MATERIAL A PROCESAR:
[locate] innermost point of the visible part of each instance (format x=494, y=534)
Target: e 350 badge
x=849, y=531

* * *

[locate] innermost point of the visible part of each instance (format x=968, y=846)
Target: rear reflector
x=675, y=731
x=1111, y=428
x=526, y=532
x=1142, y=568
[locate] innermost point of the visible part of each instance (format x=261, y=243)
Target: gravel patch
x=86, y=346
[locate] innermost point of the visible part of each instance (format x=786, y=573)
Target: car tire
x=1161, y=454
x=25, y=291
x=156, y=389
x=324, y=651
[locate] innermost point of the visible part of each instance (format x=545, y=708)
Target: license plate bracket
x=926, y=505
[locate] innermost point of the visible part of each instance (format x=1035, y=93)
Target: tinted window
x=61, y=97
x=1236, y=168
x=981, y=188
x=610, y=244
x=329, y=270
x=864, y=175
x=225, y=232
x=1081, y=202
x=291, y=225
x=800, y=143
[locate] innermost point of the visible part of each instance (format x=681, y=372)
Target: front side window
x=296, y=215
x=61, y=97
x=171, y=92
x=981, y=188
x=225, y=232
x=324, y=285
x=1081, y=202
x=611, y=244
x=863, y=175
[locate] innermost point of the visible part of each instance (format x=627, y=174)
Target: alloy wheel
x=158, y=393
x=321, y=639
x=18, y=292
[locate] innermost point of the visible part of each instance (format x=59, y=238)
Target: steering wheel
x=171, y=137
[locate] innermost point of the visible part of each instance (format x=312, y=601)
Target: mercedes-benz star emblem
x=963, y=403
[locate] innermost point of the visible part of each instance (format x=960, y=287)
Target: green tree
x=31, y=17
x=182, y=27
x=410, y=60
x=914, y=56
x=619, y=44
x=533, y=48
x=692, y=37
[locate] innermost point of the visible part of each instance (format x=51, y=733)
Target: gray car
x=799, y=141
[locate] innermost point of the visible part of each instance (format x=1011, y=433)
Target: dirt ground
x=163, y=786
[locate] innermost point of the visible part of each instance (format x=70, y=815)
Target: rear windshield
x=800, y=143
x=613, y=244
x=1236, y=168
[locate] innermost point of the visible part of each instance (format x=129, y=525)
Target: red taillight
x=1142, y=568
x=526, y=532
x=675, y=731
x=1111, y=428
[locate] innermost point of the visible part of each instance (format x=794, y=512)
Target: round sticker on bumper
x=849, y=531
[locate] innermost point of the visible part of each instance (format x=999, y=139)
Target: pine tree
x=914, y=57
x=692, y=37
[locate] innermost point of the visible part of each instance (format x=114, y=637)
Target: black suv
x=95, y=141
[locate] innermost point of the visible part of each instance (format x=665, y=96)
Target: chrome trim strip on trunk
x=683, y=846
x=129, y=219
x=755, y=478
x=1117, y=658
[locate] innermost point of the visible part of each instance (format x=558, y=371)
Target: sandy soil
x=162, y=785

...

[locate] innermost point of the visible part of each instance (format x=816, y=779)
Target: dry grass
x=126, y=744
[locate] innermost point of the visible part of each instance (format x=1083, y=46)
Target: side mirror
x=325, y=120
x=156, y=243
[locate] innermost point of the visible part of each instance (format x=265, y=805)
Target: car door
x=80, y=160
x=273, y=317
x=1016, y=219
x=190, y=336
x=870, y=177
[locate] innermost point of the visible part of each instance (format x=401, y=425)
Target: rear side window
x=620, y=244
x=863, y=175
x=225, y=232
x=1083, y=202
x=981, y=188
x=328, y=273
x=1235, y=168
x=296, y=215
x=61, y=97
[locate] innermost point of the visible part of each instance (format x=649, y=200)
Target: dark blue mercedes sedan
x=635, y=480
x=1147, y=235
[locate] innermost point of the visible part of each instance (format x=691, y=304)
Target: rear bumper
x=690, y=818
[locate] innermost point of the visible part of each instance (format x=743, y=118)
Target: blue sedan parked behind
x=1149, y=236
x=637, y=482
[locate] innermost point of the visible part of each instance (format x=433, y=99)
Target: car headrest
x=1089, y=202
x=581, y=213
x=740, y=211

QUÉ SE PIDE: Copia las líneas del material desde la que contiene "(format x=433, y=99)" hasta la que contiene "x=740, y=211", ambas incluidas, y cambia "car headrest" por "seat headrest" sin tocar nada más. Entrega solo esas líneas.

RESULTADO:
[locate] innermost point of the visible part of each instance (format x=433, y=99)
Target: seat headrest
x=1089, y=202
x=581, y=213
x=740, y=211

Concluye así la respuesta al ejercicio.